__Gegeven tekst__.
Inloggen
Service & Contact Securex.be
Inloggen
Wettekst met uitleg (bijlage III KB/WIB ’92) 

Wat zijn de verschillende categorieën van sportbeoefenaars? (punten 138 tot 148)

Afhankelijk van de hoedanigheid van betrokken persoon (sportbeoefenaar, trainer, rijksinwoner,...) zijn er verschillende regels inzake de bedrijfsvoorheffing van toepassing.

Laatst bijgewerkt op 18 maart 2024

Sportbeoefenaars die inwoners zijn (Rijksinwoners)

"Jonge" sportbeoefenaars (punt 139)

Het gaat om bezoldigingen van sportbeoefenaars die op 1 januari 2025 de leeftijd van 16 jaar hebben bereikt, doch jonger zijn dan 23 jaar of 25 jaar oud zijn (zie punt 149).

Sportbeoefenaars als nevenactiviteit (punt 140)

Dat zijn de sportbeoefenaars die 23 of 24 jaar oud zijn op 1 januari 2025 of op die datum de leeftijd van 26 jaar hebben bereikt, de scheidsrechters, opleiders, trainers en begeleiders.  Deze regeling is van toepassing op voorwaarde dat de inkomsten uit sport die deze verkrijgers ontvangen bijkomstige inkomsten zijn, d.w.z. dat ze minder hoog zijn dan de inkomsten uit een andere beroepsactiviteit (zie punt 150).

De andere sportbeoefenaars die inwoners zijn (punt 141)

Dit is de restcategorie, m.a.w. de andere sportbeoefenaars die inwoner zijn die niet binnen één van de 2 bovenvermelde categorieën vallen (zie punten 31 tot 52: de bezoldigingen van werknemers (inwoners) en de ermee gelijkgestelde inkomsten).

Sportbeoefenaars (in strikte zin) die geen inwoner zijn

Sportbeoefenaars die in geen inwoner zijn die in België een sportactiviteit uitoefenen gedurende maximaal 30 dagen (punt 143)

De beroepsinkomsten die worden ontvangen door sportbeoefenaars die geen inwoner zijn voor de sportactiviteit die ze persoonlijk uitoefenen in België gedurende maximaal 30 dagen berekend op een periode van 12 opeenvolgende maanden en per schuldenaar van inkomsten (zie punt 143).

Sportbeoefenaars die geen inwoner zijn die in België een sportactiviteit uitoefenen gedurende meer dan 30 dagen (punt 144)

Voor de bezoldigingen [1] die betaald worden aan jonge sportbeoefenaars wordt de bedrijfsvoorheffing berekend volgens punt 149.

__Wat wordt verwacht__.
Kopieer uit de tekst over de categorieën van sportbeoefenaars letterlijk het gedeelte tussen "Laatst bijgewerkt op" en "(zie punt 150).", beide inbegrepen.

[Gegevens over puntplaatsing]
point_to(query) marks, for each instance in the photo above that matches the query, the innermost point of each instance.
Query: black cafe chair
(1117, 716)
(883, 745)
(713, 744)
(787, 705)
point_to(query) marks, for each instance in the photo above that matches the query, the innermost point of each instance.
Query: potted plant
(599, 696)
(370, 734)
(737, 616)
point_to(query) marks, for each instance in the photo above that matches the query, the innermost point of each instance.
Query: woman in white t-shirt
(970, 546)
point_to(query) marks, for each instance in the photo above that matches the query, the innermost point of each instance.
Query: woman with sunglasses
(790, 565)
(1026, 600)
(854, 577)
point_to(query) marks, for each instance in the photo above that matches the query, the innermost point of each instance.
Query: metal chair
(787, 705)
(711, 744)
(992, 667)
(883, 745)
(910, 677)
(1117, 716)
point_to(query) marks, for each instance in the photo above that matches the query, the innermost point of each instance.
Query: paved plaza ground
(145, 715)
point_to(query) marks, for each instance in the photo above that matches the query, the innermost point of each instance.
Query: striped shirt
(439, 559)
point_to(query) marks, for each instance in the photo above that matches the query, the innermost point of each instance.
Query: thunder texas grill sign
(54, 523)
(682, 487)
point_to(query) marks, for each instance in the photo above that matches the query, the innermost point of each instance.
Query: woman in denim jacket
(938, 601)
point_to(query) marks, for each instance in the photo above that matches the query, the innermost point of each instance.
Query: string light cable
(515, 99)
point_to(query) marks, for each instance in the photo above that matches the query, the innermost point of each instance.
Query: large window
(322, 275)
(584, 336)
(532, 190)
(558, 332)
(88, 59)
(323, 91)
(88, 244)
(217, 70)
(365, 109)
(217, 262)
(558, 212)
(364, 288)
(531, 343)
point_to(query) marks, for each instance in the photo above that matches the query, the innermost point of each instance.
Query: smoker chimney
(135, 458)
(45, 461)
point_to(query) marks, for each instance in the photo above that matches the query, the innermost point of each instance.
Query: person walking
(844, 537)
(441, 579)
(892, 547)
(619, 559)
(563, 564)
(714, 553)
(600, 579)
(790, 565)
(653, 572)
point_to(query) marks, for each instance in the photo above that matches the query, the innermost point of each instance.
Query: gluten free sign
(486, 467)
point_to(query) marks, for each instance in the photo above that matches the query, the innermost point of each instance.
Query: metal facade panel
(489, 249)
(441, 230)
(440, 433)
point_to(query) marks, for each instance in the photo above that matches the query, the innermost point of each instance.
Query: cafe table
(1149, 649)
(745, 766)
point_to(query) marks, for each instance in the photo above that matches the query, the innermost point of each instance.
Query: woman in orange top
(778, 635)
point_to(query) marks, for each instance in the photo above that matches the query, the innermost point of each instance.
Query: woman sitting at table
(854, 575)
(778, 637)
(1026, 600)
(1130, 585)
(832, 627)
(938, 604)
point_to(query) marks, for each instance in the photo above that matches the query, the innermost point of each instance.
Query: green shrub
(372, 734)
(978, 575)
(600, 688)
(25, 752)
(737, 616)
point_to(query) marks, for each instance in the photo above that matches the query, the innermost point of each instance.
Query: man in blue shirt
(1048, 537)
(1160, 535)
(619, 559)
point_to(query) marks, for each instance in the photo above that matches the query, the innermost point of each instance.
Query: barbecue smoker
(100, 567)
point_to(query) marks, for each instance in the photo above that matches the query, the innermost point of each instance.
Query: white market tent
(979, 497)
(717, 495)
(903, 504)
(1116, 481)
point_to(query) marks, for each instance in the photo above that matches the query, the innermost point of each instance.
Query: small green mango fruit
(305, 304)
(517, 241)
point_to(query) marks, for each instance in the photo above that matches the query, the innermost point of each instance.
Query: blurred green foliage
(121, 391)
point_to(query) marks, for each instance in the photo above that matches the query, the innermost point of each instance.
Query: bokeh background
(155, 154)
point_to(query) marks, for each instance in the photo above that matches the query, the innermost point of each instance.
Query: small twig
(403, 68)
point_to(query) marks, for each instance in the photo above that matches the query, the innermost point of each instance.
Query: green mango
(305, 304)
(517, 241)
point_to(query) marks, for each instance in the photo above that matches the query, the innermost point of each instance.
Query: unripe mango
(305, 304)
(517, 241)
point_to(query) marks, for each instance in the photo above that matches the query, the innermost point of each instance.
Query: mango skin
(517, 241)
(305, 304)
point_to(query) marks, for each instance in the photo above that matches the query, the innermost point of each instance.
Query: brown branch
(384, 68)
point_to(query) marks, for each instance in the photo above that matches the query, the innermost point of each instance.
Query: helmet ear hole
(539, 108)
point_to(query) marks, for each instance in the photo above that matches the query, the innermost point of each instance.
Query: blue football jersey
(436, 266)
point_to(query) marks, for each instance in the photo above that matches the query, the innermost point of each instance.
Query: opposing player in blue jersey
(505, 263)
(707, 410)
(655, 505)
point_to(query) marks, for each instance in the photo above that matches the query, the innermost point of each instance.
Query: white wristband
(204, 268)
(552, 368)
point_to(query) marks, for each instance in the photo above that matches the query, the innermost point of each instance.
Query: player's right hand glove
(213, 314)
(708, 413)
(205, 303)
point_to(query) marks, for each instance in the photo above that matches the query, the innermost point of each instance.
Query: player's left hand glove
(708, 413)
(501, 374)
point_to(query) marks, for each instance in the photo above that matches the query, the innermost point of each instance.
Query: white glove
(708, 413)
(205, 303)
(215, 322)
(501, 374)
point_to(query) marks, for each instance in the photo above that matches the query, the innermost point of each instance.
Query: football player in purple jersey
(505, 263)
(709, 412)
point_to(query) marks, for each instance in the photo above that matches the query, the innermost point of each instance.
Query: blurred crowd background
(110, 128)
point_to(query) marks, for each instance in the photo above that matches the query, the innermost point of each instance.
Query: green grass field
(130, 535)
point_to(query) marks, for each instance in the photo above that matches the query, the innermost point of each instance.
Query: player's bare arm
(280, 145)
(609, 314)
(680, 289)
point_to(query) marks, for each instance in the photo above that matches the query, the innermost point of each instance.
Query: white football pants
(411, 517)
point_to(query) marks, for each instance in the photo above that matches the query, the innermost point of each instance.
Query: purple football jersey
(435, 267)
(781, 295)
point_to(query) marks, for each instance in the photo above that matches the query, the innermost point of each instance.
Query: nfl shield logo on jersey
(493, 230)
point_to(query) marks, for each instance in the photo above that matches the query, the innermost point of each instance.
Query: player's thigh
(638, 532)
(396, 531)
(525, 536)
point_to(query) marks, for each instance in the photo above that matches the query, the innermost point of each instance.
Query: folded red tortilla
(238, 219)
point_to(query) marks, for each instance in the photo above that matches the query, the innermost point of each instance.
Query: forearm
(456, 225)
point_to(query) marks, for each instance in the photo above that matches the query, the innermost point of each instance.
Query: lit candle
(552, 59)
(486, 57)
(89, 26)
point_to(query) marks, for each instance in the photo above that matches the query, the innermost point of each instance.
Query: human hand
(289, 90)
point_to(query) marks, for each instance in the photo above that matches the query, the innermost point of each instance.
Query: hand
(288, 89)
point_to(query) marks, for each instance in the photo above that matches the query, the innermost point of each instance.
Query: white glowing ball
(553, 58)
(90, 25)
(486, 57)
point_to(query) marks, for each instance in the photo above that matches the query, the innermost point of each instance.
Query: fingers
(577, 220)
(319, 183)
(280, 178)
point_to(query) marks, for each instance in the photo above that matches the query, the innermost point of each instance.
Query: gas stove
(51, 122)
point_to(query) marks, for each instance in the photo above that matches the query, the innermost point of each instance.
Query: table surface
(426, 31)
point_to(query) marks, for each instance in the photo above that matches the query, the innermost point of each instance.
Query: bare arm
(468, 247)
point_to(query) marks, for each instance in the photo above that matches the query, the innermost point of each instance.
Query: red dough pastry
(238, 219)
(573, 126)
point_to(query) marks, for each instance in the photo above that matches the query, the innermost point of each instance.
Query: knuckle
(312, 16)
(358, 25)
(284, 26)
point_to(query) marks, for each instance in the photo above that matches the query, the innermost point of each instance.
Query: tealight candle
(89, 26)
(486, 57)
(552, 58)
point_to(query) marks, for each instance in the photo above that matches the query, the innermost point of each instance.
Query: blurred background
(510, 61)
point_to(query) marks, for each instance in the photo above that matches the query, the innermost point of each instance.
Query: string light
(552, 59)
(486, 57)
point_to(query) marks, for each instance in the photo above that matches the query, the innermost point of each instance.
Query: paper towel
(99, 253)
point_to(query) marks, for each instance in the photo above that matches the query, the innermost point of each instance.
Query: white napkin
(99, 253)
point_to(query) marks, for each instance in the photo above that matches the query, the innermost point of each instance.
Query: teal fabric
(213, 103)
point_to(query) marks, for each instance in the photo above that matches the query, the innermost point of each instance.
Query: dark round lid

__Het antwoord__.
Laatst bijgewerkt op 18 maart 2024

Sportbeoefenaars die inwoners zijn (Rijksinwoners)

"Jonge" sportbeoefenaars (punt 139)

Het gaat om bezoldigingen van sportbeoefenaars die op 1 januari 2025 de leeftijd van 16 jaar hebben bereikt, doch jonger zijn dan 23 jaar of 25 jaar oud zijn (zie punt 149).

Sportbeoefenaars als nevenactiviteit (punt 140)

Dat zijn de sportbeoefenaars die 23 of 24 jaar oud zijn op 1 januari 2025 of op die datum de leeftijd van 26 jaar hebben bereikt, de scheidsrechters, opleiders, trainers en begeleiders.  Deze regeling is van toepassing op voorwaarde dat de inkomsten uit sport die deze verkrijgers ontvangen bijkomstige inkomsten zijn, d.w.z. dat ze minder hoog zijn dan de inkomsten uit een andere beroepsactiviteit (zie punt 150).